◆ **Entries shown**
######
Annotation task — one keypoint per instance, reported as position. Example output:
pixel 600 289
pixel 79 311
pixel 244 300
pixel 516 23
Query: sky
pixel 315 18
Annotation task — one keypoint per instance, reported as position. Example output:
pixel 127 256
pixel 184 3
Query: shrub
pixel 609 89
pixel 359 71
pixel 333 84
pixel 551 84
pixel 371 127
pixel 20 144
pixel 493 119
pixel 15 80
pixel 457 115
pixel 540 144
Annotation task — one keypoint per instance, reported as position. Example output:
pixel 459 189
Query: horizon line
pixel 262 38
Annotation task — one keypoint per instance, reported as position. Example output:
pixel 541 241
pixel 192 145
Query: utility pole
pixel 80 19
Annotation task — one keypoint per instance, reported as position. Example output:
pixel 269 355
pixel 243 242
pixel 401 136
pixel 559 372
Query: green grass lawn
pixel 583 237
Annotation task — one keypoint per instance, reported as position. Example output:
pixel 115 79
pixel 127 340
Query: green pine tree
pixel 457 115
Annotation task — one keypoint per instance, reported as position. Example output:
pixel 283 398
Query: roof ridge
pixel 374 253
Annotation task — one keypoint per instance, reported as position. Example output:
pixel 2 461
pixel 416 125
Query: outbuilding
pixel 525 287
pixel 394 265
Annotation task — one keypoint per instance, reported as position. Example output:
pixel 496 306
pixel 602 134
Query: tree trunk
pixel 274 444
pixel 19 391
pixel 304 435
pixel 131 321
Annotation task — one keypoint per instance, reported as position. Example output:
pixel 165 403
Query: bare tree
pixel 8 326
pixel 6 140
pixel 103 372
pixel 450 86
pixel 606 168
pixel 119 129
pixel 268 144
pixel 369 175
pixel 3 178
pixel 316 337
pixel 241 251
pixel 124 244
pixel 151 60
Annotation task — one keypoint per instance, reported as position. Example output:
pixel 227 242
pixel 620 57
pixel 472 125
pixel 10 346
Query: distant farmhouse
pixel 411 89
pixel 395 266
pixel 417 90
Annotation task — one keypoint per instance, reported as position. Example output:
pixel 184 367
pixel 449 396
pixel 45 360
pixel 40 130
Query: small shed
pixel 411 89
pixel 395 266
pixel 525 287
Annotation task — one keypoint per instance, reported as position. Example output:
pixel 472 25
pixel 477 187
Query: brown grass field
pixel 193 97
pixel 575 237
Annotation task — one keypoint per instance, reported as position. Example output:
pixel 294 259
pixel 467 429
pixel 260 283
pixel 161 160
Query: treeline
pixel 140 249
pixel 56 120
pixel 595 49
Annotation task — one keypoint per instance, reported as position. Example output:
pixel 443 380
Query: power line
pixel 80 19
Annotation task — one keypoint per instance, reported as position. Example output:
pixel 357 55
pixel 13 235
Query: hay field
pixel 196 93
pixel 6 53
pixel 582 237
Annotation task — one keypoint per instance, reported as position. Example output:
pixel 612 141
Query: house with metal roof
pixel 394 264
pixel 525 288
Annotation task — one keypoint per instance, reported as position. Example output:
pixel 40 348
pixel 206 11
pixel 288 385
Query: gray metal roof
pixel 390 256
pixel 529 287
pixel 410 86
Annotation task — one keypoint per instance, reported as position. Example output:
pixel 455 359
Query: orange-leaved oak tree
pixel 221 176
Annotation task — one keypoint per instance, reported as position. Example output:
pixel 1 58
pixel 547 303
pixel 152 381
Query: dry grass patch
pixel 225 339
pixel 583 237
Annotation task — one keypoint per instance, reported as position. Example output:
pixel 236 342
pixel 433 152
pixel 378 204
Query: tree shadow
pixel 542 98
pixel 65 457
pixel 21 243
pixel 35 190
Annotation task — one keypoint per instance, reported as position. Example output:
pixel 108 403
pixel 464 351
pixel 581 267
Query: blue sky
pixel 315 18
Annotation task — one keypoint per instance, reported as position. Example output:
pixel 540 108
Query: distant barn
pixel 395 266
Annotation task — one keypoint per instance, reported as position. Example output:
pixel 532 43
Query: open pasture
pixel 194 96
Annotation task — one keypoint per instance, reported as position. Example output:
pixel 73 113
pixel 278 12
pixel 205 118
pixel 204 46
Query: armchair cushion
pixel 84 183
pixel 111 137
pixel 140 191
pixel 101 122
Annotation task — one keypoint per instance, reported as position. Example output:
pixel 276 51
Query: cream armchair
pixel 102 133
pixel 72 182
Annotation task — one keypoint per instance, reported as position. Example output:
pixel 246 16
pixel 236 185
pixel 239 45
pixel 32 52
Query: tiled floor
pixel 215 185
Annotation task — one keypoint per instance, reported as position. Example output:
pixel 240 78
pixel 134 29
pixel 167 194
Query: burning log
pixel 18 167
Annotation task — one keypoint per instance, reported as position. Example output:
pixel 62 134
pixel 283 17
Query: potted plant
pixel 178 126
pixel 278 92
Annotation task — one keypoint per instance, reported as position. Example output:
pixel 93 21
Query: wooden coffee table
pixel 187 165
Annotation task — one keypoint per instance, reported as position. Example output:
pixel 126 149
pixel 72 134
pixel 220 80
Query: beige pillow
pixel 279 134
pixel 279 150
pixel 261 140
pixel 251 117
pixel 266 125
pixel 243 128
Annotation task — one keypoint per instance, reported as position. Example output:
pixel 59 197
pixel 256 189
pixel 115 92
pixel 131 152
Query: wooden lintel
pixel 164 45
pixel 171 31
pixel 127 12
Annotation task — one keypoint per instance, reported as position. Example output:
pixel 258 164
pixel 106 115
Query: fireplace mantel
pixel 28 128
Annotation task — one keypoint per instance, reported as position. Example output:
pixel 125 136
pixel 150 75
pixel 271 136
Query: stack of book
######
◆ **What is needed**
Line by line, copy the records exactly.

◆ **Exercise solution**
Annotation task — one keypoint per instance, reported as position. Example output:
pixel 600 289
pixel 79 311
pixel 244 300
pixel 516 23
Query: sky
pixel 315 18
Annotation task — one keypoint per instance, reported as position. Example output:
pixel 127 256
pixel 184 3
Query: shrub
pixel 609 89
pixel 359 71
pixel 333 84
pixel 551 84
pixel 371 127
pixel 20 144
pixel 493 119
pixel 15 80
pixel 457 115
pixel 540 144
Annotation task — one keypoint per instance, reported as position. Example output:
pixel 459 189
Query: horizon line
pixel 262 38
Annotation task — one keypoint per instance, reported as position. Example output:
pixel 541 241
pixel 192 145
Query: utility pole
pixel 80 19
Annotation task — one keypoint per instance, reported as position. Example output:
pixel 269 355
pixel 243 242
pixel 401 136
pixel 559 372
Query: green grass lawn
pixel 583 237
Annotation task — one keypoint per instance, reported as position. Example output:
pixel 115 79
pixel 127 340
Query: green pine tree
pixel 457 115
Annotation task — one keypoint per instance, reported as position. Example output:
pixel 283 398
Query: roof ridge
pixel 374 253
Annotation task — one keypoint per instance, reported as position. Example output:
pixel 2 461
pixel 416 125
Query: outbuilding
pixel 525 287
pixel 394 265
Annotation task — one keypoint per instance, reported as position. Example output:
pixel 496 306
pixel 602 134
Query: tree trunk
pixel 274 444
pixel 19 391
pixel 304 435
pixel 131 321
Annotation task — one keypoint per instance, reported as position. Example output:
pixel 165 403
Query: bare tree
pixel 8 326
pixel 6 140
pixel 103 372
pixel 450 86
pixel 606 168
pixel 119 129
pixel 268 144
pixel 369 175
pixel 3 178
pixel 316 337
pixel 241 251
pixel 124 244
pixel 151 60
Annotation task — one keypoint per instance, reported as position. Example output:
pixel 227 242
pixel 620 57
pixel 472 125
pixel 10 346
Query: distant farmhouse
pixel 411 89
pixel 395 266
pixel 417 90
Annotation task — one keypoint per instance, reported as position. Example output:
pixel 184 367
pixel 449 396
pixel 45 360
pixel 40 130
Query: small shed
pixel 411 89
pixel 395 266
pixel 525 287
Annotation task — one keypoint per instance, reported as position. Example output:
pixel 472 25
pixel 477 187
Query: brown grass field
pixel 193 97
pixel 575 237
Annotation task — one keypoint per instance, reported as position. Example output:
pixel 294 259
pixel 467 429
pixel 260 283
pixel 161 160
Query: treeline
pixel 140 249
pixel 56 120
pixel 595 49
Annotation task — one keypoint per instance, reported as position. Example output:
pixel 443 380
Query: power line
pixel 80 19
Annotation task — one keypoint per instance, reported as position. Example output:
pixel 357 55
pixel 13 235
Query: hay field
pixel 196 93
pixel 6 53
pixel 582 237
Annotation task — one keypoint per instance, reported as position. Example output:
pixel 612 141
Query: house with metal roof
pixel 394 264
pixel 525 288
Annotation task — one keypoint per instance, reported as position. Example output:
pixel 40 348
pixel 206 11
pixel 288 385
Query: gray metal roof
pixel 390 256
pixel 529 287
pixel 410 86
Annotation task — one keypoint per instance, reported as position. Example output:
pixel 455 359
Query: orange-leaved oak tree
pixel 221 176
Annotation task — one keypoint per instance, reported as position. Example output:
pixel 1 58
pixel 547 303
pixel 152 381
Query: dry grass patch
pixel 225 339
pixel 583 237
Annotation task — one keypoint per instance, reported as position. Example output:
pixel 236 342
pixel 433 152
pixel 378 204
Query: tree shadow
pixel 542 98
pixel 65 457
pixel 21 243
pixel 35 190
Annotation task — one keypoint per instance, reported as position. Example output:
pixel 108 403
pixel 464 351
pixel 581 267
Query: blue sky
pixel 315 18
Annotation task — one keypoint per instance, reported as position. Example output:
pixel 540 108
Query: distant barn
pixel 395 266
Annotation task — one keypoint per instance, reported as position. Example output:
pixel 532 43
Query: open pasture
pixel 194 96
Annotation task — one keypoint per instance, reported as position. Example output:
pixel 73 113
pixel 278 12
pixel 205 118
pixel 204 46
Query: armchair cushion
pixel 84 183
pixel 111 137
pixel 140 191
pixel 101 122
Annotation task — one keypoint per instance, reported as position. Example output:
pixel 276 51
Query: cream armchair
pixel 102 133
pixel 72 182
Annotation task — one keypoint per instance, reported as position. Example output:
pixel 246 16
pixel 236 185
pixel 239 45
pixel 32 52
Query: tiled floor
pixel 215 185
Annotation task — one keypoint per instance, reported as position. Example output:
pixel 240 78
pixel 134 29
pixel 167 194
Query: burning log
pixel 18 167
Annotation task — one keypoint per instance, reported as position. Example output:
pixel 62 134
pixel 283 17
Query: potted plant
pixel 178 126
pixel 278 92
Annotation task — one keypoint per instance, reported as position. Example output:
pixel 93 21
Query: wooden coffee table
pixel 187 165
Annotation task — one keypoint per instance, reported as position. Example output:
pixel 126 149
pixel 72 134
pixel 220 80
Query: beige pillow
pixel 279 134
pixel 279 150
pixel 261 140
pixel 251 117
pixel 266 125
pixel 243 128
Annotation task — one keypoint per instance, reported as position. Example output:
pixel 59 197
pixel 256 189
pixel 115 92
pixel 131 152
Query: wooden lintel
pixel 164 45
pixel 171 31
pixel 127 12
Annotation task — one keypoint per instance, reported as position. Example output:
pixel 258 164
pixel 106 115
Query: fireplace mantel
pixel 28 128
Annotation task — one keypoint per instance, reported as position. Example output:
pixel 125 136
pixel 150 75
pixel 271 136
Query: stack of book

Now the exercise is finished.